-- DATA TO USE follows --
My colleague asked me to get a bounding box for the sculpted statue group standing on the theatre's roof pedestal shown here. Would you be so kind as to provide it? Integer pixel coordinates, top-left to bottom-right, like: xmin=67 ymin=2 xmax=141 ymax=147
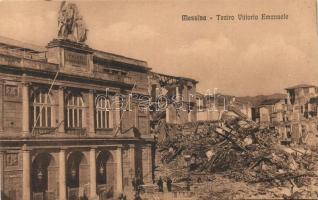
xmin=58 ymin=1 xmax=88 ymax=43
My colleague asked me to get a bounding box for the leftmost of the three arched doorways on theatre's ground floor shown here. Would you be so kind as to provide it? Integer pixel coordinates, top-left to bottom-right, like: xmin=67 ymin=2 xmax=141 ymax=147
xmin=31 ymin=153 xmax=57 ymax=200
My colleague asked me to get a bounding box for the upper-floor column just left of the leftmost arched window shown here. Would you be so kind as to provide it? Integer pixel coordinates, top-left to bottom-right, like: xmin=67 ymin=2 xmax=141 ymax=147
xmin=21 ymin=83 xmax=30 ymax=137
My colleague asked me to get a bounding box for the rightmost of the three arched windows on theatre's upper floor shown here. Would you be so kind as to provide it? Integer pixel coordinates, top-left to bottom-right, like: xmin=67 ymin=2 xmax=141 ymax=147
xmin=95 ymin=96 xmax=113 ymax=129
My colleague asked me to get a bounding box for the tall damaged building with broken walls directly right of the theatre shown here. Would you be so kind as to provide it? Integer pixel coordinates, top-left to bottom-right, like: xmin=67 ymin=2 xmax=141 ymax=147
xmin=149 ymin=72 xmax=198 ymax=124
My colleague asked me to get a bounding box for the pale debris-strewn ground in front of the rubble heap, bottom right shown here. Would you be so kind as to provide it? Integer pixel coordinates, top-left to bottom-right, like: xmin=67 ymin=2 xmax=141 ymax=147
xmin=191 ymin=170 xmax=318 ymax=200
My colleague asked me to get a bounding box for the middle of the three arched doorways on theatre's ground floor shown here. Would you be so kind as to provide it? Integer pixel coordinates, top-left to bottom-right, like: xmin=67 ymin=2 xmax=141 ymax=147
xmin=66 ymin=151 xmax=89 ymax=200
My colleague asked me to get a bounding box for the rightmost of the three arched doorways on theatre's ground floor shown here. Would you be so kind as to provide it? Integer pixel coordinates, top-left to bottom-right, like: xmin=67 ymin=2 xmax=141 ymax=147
xmin=96 ymin=150 xmax=116 ymax=200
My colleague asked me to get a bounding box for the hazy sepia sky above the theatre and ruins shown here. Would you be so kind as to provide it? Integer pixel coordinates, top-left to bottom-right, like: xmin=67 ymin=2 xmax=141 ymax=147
xmin=0 ymin=0 xmax=318 ymax=96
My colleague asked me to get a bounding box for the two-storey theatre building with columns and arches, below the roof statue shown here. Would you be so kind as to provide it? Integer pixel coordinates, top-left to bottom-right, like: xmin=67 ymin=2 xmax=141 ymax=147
xmin=0 ymin=35 xmax=153 ymax=200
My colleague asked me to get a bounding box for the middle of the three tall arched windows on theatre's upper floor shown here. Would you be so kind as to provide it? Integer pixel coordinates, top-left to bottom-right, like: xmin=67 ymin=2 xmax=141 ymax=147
xmin=66 ymin=93 xmax=84 ymax=129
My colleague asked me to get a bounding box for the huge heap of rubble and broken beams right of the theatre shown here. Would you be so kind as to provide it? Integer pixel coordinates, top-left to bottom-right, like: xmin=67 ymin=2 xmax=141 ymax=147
xmin=159 ymin=118 xmax=314 ymax=187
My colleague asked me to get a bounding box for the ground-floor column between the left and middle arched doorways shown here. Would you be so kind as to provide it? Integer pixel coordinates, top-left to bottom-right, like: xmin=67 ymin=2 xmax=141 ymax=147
xmin=59 ymin=149 xmax=66 ymax=200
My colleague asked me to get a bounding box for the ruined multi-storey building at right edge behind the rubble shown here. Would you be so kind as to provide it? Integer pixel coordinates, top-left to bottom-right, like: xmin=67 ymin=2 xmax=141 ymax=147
xmin=253 ymin=84 xmax=318 ymax=145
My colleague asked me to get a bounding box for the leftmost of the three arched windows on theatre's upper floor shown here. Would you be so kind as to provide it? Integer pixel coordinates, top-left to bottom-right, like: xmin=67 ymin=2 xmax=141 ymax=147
xmin=30 ymin=90 xmax=53 ymax=128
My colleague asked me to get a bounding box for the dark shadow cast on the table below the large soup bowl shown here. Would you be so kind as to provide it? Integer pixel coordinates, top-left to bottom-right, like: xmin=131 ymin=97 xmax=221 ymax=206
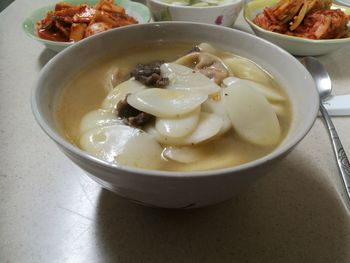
xmin=96 ymin=156 xmax=349 ymax=263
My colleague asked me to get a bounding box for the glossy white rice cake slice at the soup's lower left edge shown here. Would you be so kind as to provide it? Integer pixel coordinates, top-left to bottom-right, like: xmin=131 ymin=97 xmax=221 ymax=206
xmin=80 ymin=124 xmax=162 ymax=169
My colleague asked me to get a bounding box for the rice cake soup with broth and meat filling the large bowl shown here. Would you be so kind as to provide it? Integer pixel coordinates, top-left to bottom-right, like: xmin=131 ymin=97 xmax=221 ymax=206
xmin=57 ymin=43 xmax=291 ymax=171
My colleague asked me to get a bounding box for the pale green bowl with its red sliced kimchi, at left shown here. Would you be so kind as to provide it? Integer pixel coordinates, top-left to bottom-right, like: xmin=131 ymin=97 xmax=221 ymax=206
xmin=22 ymin=0 xmax=151 ymax=52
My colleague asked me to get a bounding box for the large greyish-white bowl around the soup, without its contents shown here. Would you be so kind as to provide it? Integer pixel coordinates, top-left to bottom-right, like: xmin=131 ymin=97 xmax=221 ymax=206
xmin=32 ymin=22 xmax=319 ymax=208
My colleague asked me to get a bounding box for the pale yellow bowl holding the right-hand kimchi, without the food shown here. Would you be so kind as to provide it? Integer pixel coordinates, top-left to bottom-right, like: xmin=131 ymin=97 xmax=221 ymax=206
xmin=243 ymin=0 xmax=350 ymax=56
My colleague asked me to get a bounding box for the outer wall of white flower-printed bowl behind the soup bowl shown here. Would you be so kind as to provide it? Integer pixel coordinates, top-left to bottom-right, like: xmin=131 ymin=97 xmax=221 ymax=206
xmin=147 ymin=0 xmax=244 ymax=27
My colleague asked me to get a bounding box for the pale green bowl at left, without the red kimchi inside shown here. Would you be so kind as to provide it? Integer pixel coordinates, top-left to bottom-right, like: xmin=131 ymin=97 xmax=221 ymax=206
xmin=22 ymin=0 xmax=151 ymax=52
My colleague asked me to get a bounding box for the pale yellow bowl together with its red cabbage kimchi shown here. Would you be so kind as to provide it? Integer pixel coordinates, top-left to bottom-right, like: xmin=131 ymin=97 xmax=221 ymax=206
xmin=243 ymin=0 xmax=350 ymax=56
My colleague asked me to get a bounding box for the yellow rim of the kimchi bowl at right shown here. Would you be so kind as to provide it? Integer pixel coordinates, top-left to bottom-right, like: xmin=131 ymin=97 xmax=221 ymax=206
xmin=243 ymin=0 xmax=350 ymax=45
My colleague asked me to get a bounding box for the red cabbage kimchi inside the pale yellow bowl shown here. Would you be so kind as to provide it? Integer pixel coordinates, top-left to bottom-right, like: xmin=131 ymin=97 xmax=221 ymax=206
xmin=253 ymin=0 xmax=350 ymax=39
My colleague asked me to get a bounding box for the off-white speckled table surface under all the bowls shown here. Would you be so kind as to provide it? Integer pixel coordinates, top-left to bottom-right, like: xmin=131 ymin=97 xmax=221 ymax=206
xmin=0 ymin=0 xmax=350 ymax=263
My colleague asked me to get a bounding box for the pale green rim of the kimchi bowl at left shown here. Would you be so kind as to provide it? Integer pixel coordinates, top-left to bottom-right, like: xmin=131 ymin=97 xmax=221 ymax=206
xmin=21 ymin=0 xmax=152 ymax=47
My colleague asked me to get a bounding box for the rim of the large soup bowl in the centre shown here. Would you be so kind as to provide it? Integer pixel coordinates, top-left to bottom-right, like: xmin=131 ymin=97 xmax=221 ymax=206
xmin=31 ymin=21 xmax=319 ymax=179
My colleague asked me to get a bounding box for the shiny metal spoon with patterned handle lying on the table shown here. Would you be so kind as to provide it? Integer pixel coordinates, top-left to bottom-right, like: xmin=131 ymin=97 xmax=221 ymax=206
xmin=301 ymin=57 xmax=350 ymax=209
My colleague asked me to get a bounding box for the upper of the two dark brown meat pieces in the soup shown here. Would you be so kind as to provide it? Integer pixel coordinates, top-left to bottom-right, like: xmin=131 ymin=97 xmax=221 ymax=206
xmin=130 ymin=61 xmax=169 ymax=88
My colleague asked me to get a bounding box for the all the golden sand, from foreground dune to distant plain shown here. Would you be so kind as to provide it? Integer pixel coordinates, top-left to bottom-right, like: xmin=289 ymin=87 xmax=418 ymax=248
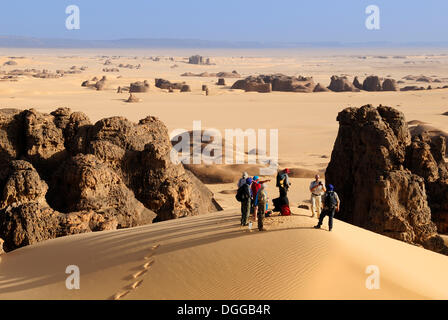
xmin=0 ymin=49 xmax=448 ymax=299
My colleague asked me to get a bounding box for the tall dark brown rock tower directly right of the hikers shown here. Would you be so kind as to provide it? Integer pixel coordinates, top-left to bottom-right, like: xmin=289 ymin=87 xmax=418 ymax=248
xmin=325 ymin=105 xmax=448 ymax=254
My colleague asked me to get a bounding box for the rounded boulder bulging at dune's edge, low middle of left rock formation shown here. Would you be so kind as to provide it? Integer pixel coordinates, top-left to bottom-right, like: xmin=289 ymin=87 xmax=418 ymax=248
xmin=52 ymin=154 xmax=156 ymax=230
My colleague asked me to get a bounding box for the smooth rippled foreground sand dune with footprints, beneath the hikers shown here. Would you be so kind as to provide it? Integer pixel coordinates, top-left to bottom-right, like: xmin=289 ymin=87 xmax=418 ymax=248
xmin=0 ymin=209 xmax=448 ymax=299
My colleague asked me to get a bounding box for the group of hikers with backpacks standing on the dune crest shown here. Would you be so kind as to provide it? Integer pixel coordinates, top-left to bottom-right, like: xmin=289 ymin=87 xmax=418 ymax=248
xmin=236 ymin=169 xmax=341 ymax=231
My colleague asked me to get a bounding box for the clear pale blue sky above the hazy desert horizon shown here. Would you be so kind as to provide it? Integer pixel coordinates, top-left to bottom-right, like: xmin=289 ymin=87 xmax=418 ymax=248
xmin=0 ymin=0 xmax=448 ymax=42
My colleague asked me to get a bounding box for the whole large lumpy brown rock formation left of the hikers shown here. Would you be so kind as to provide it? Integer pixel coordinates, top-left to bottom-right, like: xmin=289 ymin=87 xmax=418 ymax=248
xmin=0 ymin=108 xmax=220 ymax=251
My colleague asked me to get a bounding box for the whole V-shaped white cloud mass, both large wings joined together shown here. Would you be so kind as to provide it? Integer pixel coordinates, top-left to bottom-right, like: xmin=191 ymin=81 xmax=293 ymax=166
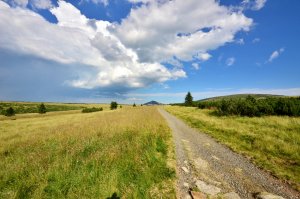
xmin=0 ymin=0 xmax=252 ymax=89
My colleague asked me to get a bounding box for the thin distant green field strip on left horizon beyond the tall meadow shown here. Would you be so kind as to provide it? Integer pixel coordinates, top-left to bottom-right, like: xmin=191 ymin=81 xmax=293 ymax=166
xmin=0 ymin=102 xmax=109 ymax=115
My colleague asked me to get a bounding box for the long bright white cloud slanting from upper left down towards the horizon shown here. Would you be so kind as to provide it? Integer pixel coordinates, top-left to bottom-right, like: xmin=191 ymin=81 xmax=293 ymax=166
xmin=0 ymin=1 xmax=185 ymax=89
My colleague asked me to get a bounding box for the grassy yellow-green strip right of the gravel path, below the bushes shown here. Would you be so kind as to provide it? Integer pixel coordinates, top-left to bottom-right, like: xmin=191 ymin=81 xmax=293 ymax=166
xmin=165 ymin=106 xmax=300 ymax=190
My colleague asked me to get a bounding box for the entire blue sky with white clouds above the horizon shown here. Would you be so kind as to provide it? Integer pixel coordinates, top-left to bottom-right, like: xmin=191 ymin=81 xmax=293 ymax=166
xmin=0 ymin=0 xmax=300 ymax=103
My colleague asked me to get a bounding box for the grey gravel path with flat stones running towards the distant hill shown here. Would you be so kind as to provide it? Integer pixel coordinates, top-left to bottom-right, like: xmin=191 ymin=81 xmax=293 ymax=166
xmin=159 ymin=109 xmax=300 ymax=199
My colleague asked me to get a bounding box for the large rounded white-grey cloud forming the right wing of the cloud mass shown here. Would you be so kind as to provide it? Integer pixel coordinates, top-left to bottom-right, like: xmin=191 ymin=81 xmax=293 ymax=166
xmin=112 ymin=0 xmax=252 ymax=62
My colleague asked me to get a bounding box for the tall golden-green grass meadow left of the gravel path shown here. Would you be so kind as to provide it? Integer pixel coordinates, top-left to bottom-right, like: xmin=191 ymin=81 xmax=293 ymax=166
xmin=0 ymin=107 xmax=175 ymax=198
-- DATA TO USE concluded --
__PROBLEM STATEMENT__
Only the lines from the one with "for the entire" through the last line of the records belong in the answer, each copied exactly.

__OUTPUT BELOW__
My colleague asked me to get a bounding box for the entire blue sky with white clouds above the horizon shown here. Would you be so kind as to provide it? Integer pixel coordinates, top-left to bottom-right, like: xmin=191 ymin=81 xmax=293 ymax=166
xmin=0 ymin=0 xmax=300 ymax=103
My colleague asked me to get a bounding box for the grey gravel path with flat stones running towards the distant hill shown here. Would you be so kind as to provide it? Integer pixel coordinates, top-left to bottom-right, like: xmin=191 ymin=81 xmax=293 ymax=166
xmin=159 ymin=109 xmax=300 ymax=199
My colleague asked me to get a bounding box for the large rounded white-grey cloud forming the right wing of the cloud mass shown here. Would you be so kind as to provide it? Integer pixel coordinates, top-left to bottom-right, like: xmin=191 ymin=81 xmax=293 ymax=166
xmin=112 ymin=0 xmax=252 ymax=62
My colleague asked me to get a bounding box for the tall golden-green grass meadow left of the gravel path shown here. Would you be so kind as to provide it? Integer pixel coordinates, top-left to bottom-right, like: xmin=191 ymin=81 xmax=293 ymax=166
xmin=0 ymin=107 xmax=175 ymax=198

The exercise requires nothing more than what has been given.